__Records from a dataset__
• • •

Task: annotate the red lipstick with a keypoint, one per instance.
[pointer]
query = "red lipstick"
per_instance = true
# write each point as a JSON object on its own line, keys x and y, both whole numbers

• • •

__WORK INSTRUCTION__
Return all of the entries word for word.

__ANSWER TO THIS EXERCISE__
Task: annotate the red lipstick with a keypoint, one per instance.
[pointer]
query = "red lipstick"
per_instance = true
# write each point as a JSON object on its own line, keys x and y, both whole numbers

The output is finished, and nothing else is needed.